__What you need to do__
Each line from the one that contains "Target — headlight" to the end of the material must be quoted exactly; include both end lines and nothing else.

__Raw records__

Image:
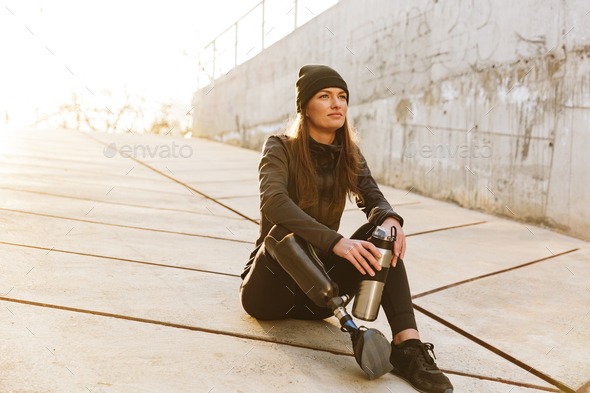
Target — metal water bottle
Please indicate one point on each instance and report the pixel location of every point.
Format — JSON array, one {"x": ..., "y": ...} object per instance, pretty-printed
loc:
[{"x": 368, "y": 298}]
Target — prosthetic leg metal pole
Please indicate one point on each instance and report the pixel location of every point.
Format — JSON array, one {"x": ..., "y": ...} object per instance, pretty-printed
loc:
[{"x": 298, "y": 258}]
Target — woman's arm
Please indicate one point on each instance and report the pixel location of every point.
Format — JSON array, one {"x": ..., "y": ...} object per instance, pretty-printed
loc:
[
  {"x": 278, "y": 207},
  {"x": 375, "y": 206}
]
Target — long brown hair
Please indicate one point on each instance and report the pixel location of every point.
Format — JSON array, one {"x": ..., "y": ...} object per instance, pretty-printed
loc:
[{"x": 347, "y": 168}]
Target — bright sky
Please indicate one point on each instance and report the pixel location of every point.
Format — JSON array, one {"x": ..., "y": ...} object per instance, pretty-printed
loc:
[
  {"x": 50, "y": 49},
  {"x": 106, "y": 45}
]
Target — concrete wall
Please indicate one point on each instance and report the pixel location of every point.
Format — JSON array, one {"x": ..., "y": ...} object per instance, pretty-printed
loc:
[{"x": 503, "y": 85}]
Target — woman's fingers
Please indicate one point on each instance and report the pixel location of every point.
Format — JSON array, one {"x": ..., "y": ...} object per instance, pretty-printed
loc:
[
  {"x": 404, "y": 248},
  {"x": 359, "y": 250},
  {"x": 356, "y": 264}
]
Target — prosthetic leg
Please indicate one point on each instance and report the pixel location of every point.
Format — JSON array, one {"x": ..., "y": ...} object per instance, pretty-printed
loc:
[{"x": 298, "y": 258}]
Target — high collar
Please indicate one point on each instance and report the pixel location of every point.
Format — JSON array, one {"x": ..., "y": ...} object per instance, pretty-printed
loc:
[{"x": 322, "y": 148}]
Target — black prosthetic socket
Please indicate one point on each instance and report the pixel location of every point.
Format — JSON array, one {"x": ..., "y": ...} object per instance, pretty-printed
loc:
[
  {"x": 298, "y": 258},
  {"x": 337, "y": 305}
]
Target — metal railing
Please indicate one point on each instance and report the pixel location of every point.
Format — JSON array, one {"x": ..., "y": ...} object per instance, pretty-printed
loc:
[{"x": 263, "y": 25}]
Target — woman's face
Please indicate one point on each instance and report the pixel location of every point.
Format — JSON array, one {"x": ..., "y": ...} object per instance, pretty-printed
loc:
[{"x": 326, "y": 111}]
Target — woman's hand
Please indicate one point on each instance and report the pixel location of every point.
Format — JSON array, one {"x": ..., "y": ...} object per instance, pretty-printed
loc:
[
  {"x": 399, "y": 247},
  {"x": 356, "y": 251}
]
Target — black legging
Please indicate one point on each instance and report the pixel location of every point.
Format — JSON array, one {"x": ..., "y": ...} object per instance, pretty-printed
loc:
[{"x": 269, "y": 293}]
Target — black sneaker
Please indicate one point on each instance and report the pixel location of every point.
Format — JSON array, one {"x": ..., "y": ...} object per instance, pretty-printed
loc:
[{"x": 413, "y": 364}]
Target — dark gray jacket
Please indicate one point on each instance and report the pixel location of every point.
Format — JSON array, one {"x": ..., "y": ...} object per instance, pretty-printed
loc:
[{"x": 316, "y": 224}]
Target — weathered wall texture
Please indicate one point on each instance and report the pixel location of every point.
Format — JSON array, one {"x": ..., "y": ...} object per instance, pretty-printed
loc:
[{"x": 486, "y": 104}]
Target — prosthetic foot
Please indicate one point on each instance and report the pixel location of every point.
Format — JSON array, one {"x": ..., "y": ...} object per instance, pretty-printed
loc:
[{"x": 298, "y": 258}]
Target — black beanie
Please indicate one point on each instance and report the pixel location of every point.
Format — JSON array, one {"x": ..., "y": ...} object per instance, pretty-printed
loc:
[{"x": 313, "y": 78}]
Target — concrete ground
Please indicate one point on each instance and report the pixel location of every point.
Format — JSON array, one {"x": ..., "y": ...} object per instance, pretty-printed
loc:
[{"x": 122, "y": 275}]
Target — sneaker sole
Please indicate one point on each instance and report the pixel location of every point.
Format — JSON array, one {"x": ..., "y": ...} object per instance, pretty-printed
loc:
[{"x": 396, "y": 372}]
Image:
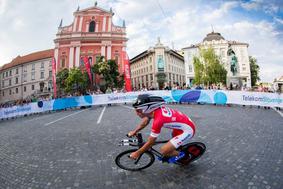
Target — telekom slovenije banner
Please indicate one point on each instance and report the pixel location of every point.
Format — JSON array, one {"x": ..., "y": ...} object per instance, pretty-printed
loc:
[
  {"x": 87, "y": 66},
  {"x": 127, "y": 75},
  {"x": 184, "y": 96},
  {"x": 54, "y": 77}
]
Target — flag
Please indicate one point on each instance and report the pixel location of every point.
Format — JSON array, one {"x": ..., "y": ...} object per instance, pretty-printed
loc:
[
  {"x": 54, "y": 77},
  {"x": 127, "y": 75},
  {"x": 87, "y": 66}
]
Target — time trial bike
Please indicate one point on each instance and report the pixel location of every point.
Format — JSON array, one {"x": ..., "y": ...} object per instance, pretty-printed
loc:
[{"x": 193, "y": 151}]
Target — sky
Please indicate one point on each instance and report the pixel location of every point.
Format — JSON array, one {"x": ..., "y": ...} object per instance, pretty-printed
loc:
[{"x": 28, "y": 26}]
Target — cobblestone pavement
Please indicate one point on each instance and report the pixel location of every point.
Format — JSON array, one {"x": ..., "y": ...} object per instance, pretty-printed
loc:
[{"x": 69, "y": 149}]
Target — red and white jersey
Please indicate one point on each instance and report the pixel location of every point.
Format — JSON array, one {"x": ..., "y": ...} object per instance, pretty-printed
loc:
[{"x": 171, "y": 119}]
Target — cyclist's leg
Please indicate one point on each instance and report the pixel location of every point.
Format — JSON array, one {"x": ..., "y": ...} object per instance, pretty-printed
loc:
[
  {"x": 181, "y": 140},
  {"x": 168, "y": 150}
]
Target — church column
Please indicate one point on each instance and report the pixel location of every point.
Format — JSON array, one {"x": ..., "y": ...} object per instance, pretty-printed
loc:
[
  {"x": 78, "y": 56},
  {"x": 56, "y": 52},
  {"x": 109, "y": 52},
  {"x": 103, "y": 50},
  {"x": 81, "y": 24},
  {"x": 109, "y": 24},
  {"x": 75, "y": 24},
  {"x": 71, "y": 58},
  {"x": 104, "y": 24}
]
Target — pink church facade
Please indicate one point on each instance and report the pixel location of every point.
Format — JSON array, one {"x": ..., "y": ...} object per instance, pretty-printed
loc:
[{"x": 91, "y": 34}]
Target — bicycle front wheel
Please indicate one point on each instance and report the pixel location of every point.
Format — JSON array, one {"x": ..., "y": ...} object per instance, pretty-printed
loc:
[{"x": 124, "y": 161}]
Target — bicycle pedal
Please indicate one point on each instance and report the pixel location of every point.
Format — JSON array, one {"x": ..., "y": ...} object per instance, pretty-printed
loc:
[{"x": 176, "y": 158}]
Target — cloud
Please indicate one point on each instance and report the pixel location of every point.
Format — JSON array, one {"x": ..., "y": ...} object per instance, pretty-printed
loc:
[
  {"x": 2, "y": 6},
  {"x": 220, "y": 12},
  {"x": 28, "y": 26}
]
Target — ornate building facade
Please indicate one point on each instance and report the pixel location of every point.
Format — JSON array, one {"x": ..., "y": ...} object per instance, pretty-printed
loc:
[
  {"x": 233, "y": 55},
  {"x": 91, "y": 34},
  {"x": 146, "y": 66},
  {"x": 26, "y": 77}
]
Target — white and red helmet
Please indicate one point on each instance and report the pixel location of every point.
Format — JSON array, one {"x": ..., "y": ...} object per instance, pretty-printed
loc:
[{"x": 148, "y": 103}]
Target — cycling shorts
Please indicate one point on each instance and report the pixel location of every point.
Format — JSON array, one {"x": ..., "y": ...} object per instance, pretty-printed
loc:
[{"x": 183, "y": 138}]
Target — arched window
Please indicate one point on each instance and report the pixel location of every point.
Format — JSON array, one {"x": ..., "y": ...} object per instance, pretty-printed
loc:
[{"x": 91, "y": 26}]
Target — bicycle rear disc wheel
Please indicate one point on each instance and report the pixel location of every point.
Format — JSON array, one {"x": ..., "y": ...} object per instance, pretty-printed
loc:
[
  {"x": 193, "y": 152},
  {"x": 125, "y": 162}
]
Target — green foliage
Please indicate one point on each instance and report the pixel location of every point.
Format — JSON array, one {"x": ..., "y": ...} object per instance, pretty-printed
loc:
[
  {"x": 254, "y": 70},
  {"x": 161, "y": 79},
  {"x": 208, "y": 69},
  {"x": 77, "y": 81},
  {"x": 109, "y": 71},
  {"x": 61, "y": 77}
]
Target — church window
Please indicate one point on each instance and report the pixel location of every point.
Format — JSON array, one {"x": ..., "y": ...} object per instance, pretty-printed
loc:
[{"x": 91, "y": 26}]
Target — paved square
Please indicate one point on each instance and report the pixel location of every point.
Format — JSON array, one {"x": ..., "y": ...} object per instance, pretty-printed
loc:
[{"x": 244, "y": 150}]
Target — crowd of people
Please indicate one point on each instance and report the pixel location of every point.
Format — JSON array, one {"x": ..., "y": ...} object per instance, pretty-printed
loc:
[{"x": 109, "y": 90}]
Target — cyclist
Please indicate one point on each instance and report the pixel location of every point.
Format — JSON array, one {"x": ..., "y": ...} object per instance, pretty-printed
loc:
[{"x": 150, "y": 107}]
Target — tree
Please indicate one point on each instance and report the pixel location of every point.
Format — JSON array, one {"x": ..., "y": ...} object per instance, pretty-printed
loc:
[
  {"x": 77, "y": 81},
  {"x": 161, "y": 79},
  {"x": 254, "y": 68},
  {"x": 109, "y": 71},
  {"x": 208, "y": 69},
  {"x": 61, "y": 77}
]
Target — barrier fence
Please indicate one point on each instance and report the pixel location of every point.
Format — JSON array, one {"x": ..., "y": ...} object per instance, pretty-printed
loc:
[{"x": 185, "y": 96}]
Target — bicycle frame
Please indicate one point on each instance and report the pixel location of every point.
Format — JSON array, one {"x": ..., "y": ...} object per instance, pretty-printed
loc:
[{"x": 139, "y": 143}]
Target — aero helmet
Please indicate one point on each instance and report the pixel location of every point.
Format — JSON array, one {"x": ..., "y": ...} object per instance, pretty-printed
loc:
[{"x": 148, "y": 103}]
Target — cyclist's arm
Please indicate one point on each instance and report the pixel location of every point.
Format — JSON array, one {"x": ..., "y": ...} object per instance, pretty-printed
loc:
[
  {"x": 143, "y": 124},
  {"x": 150, "y": 141}
]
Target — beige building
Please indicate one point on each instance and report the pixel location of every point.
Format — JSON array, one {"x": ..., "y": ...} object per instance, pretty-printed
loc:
[
  {"x": 27, "y": 76},
  {"x": 233, "y": 55},
  {"x": 157, "y": 59}
]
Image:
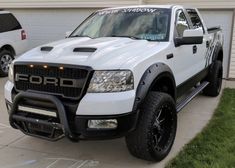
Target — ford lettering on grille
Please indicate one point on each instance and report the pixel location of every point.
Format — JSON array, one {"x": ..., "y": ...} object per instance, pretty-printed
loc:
[
  {"x": 68, "y": 82},
  {"x": 38, "y": 80}
]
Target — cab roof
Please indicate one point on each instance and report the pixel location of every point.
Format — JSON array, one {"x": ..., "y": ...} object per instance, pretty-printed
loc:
[{"x": 141, "y": 6}]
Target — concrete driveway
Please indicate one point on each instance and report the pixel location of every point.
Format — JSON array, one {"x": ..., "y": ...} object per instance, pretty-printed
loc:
[{"x": 18, "y": 150}]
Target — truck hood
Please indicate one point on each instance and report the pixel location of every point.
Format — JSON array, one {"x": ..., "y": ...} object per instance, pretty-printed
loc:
[{"x": 100, "y": 53}]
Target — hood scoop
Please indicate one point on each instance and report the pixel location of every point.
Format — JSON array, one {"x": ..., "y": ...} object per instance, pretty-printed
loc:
[
  {"x": 46, "y": 48},
  {"x": 84, "y": 49}
]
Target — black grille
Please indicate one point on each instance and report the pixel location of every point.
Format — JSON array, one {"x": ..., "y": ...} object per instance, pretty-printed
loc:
[{"x": 69, "y": 72}]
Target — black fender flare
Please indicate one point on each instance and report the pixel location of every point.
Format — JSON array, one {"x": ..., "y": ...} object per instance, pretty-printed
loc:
[{"x": 150, "y": 76}]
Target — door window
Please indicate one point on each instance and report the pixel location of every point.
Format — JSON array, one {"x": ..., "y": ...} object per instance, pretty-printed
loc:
[{"x": 181, "y": 23}]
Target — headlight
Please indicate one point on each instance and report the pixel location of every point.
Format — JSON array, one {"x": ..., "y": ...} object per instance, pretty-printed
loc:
[
  {"x": 11, "y": 72},
  {"x": 111, "y": 81}
]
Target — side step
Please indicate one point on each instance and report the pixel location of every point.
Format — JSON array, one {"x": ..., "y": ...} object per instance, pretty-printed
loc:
[{"x": 190, "y": 97}]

__Task result__
Target — headlight
Please indicate one point on each instance and report the pixel location of every point.
Format — JSON array, one {"x": ..., "y": ...} object per instance, pretty-printed
loc:
[
  {"x": 11, "y": 72},
  {"x": 111, "y": 81}
]
Target — side step
Please indicate one point on each instance and report the pixel location of every point.
Format — JSON array, one {"x": ..., "y": ...} object per instance, pretty-printed
loc:
[{"x": 190, "y": 97}]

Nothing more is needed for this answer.